Task description:
Reproduce exactly the lines below, starting with the line that contains "Target: woman's right hand" and ending with the last line of the records, both included, and nothing else.

Records for the exercise:
--

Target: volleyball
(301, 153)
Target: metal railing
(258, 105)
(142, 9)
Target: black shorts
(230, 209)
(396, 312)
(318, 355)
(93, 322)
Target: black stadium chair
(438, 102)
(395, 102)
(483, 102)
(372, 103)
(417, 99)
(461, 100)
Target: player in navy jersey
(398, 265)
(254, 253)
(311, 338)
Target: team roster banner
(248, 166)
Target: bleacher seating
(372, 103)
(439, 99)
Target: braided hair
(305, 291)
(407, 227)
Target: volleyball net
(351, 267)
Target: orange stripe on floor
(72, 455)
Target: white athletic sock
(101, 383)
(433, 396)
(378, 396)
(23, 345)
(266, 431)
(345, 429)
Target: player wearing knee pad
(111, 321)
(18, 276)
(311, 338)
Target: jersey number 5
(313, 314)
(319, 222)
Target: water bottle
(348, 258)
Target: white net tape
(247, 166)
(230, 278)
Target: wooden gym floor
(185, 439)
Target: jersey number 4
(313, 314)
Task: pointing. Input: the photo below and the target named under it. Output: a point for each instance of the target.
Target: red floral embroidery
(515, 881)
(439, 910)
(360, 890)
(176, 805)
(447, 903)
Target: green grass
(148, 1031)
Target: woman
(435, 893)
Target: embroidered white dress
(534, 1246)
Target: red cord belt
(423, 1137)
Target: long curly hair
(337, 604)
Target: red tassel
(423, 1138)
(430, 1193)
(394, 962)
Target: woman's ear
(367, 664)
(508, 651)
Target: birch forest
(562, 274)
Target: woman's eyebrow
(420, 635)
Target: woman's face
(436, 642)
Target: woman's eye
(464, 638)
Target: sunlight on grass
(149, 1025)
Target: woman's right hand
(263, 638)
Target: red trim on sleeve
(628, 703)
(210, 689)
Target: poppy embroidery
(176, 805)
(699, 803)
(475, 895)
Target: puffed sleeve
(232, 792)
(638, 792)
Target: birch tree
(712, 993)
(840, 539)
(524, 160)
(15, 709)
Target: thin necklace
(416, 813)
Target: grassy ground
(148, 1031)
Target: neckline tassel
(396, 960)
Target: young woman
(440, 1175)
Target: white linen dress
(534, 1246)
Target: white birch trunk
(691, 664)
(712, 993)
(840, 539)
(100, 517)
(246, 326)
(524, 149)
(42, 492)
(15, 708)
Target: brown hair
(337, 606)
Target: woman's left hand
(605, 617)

--

Reply to the exercise:
Target: woman's right hand
(263, 638)
Target: red trim on sleeve
(628, 703)
(210, 689)
Target: poppy embroidery
(176, 805)
(699, 803)
(475, 895)
Target: puffed sleeve
(232, 792)
(638, 792)
Target: birch tree
(712, 993)
(840, 539)
(524, 160)
(15, 709)
Target: thin necklace
(416, 813)
Target: grassy ground
(148, 1031)
Target: neckline tassel
(396, 960)
Target: young woman
(440, 1175)
Target: white linen dress
(534, 1246)
Target: white birch trunk
(691, 664)
(712, 993)
(840, 539)
(100, 517)
(246, 326)
(524, 149)
(42, 492)
(15, 708)
Target: brown hair
(337, 606)
Target: woman's left hand
(605, 617)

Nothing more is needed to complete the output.